>> Start SOURCE

Conservatives’ War on Women

Refuting conservatives’ War on Moms (war on social reproduction):

“According to a 1995 U.N. Human Development Report, ‘If more human activities were treated as market transactions at the prevailing wages, they would yield huge monetary valuations–a staggering $16 trillion… Of this $16 trillion, $11 trillion is the non-monetized, ‘invisible’ contribution of women.’ The work of moms–both of moms who are in the labor force and those who are not–is significant

…with equal resumes and job experiences, mothers (today are) offered $11,000 lower starting salaries than non-mothers (Fathers, on the other hand, (are) offered $6,000 more in starting salaries than non-fathers). Since over 80 percent of women in our nation have children by the time they’re 44 years old, this means the majority of women in our nation are disadvantaged by discrimination at some point in their lives…(W)ith the cost of raising children so high, three-quarters of moms are now in the labor force. And many moms go in and out of the labor force at different times in their lives, sequencing their careers, thus making the distinction between moms who are in the labor force, and moms who are outside of the labor force nearly irrelevant. Many moms have been both”

>> End SOURCE

• WHAT THE TASK ASKS:
Quote the passage on mothers' work and pay word for word, from its title to its final line. The listing that comes next is separate material.

>> Start MATERIAL SHOWN

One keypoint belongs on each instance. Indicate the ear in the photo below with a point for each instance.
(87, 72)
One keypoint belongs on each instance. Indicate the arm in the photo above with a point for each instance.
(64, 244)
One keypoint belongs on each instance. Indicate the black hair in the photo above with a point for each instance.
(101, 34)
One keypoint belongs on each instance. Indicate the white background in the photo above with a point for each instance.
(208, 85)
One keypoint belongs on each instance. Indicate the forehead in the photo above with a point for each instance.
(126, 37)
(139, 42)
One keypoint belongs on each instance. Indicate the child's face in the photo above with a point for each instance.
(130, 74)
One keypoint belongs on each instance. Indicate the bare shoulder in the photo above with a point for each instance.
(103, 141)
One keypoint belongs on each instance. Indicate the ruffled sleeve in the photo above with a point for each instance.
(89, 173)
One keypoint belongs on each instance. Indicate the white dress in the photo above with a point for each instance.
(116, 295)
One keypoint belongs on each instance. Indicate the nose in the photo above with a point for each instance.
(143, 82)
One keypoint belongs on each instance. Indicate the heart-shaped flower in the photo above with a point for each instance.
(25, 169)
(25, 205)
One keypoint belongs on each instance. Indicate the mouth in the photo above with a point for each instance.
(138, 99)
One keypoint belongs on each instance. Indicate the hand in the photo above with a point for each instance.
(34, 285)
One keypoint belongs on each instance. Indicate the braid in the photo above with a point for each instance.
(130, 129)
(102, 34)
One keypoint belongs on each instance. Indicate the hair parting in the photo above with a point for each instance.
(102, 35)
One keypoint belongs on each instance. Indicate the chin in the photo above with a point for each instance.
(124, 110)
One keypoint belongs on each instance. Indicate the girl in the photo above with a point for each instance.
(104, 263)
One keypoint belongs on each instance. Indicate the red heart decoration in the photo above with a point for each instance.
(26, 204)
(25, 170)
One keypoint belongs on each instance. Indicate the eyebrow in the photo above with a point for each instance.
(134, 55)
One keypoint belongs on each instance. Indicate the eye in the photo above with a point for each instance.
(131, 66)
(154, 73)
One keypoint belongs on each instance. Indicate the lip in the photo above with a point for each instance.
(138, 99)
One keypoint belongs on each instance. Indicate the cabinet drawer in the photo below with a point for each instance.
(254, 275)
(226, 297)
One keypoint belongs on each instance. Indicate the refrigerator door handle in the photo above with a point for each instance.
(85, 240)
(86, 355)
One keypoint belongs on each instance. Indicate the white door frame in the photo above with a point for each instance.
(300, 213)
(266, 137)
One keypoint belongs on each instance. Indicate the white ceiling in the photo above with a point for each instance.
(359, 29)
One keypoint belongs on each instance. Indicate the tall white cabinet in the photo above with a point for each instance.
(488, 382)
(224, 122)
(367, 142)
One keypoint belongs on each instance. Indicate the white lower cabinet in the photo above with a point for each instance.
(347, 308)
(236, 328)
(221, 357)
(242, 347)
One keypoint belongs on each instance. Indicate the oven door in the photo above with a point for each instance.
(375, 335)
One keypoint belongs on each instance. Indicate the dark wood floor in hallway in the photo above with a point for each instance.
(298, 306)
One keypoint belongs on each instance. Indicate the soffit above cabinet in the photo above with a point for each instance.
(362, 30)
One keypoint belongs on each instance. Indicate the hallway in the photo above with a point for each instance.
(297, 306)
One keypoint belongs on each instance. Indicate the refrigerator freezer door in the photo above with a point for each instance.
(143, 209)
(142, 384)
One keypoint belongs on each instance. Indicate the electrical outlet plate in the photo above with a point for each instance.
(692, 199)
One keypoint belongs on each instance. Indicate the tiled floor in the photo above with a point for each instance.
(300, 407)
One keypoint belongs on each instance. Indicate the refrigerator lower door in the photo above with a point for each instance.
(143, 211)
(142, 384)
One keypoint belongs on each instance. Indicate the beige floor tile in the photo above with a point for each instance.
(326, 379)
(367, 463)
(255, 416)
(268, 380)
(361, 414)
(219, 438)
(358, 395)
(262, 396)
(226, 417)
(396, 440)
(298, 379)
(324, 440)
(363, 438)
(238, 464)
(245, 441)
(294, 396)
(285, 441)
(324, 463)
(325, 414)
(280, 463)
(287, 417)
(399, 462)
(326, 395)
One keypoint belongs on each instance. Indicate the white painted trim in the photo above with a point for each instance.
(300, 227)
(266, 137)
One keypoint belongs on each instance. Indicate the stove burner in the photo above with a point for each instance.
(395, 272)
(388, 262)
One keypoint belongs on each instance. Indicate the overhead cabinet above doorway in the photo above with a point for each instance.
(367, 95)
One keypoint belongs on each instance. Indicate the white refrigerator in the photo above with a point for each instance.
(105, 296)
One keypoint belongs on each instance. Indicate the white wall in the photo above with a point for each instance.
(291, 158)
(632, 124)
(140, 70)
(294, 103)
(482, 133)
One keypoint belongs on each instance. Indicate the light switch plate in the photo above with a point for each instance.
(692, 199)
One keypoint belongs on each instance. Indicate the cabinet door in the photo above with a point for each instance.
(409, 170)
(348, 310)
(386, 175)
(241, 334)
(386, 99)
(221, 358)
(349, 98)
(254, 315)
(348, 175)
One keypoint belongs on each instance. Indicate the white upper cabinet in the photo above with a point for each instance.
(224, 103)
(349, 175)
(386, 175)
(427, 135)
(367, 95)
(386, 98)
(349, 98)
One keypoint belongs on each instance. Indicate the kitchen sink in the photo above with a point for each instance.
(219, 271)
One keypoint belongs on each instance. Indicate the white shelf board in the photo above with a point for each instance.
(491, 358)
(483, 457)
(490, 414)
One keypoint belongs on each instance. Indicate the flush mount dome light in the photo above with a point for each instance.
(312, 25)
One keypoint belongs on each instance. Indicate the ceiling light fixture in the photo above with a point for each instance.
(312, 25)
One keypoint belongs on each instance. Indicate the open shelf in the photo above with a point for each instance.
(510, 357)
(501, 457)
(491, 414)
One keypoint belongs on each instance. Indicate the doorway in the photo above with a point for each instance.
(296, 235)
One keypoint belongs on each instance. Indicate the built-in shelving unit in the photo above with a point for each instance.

>> End MATERIAL SHOWN

• FINAL RESULT:
Conservatives’ War on Women

Refuting conservatives’ War on Moms (war on social reproduction):

“According to a 1995 U.N. Human Development Report, ‘If more human activities were treated as market transactions at the prevailing wages, they would yield huge monetary valuations–a staggering $16 trillion… Of this $16 trillion, $11 trillion is the non-monetized, ‘invisible’ contribution of women.’ The work of moms–both of moms who are in the labor force and those who are not–is significant

…with equal resumes and job experiences, mothers (today are) offered $11,000 lower starting salaries than non-mothers (Fathers, on the other hand, (are) offered $6,000 more in starting salaries than non-fathers). Since over 80 percent of women in our nation have children by the time they’re 44 years old, this means the majority of women in our nation are disadvantaged by discrimination at some point in their lives…(W)ith the cost of raising children so high, three-quarters of moms are now in the labor force. And many moms go in and out of the labor force at different times in their lives, sequencing their careers, thus making the distinction between moms who are in the labor force, and moms who are outside of the labor force nearly irrelevant. Many moms have been both”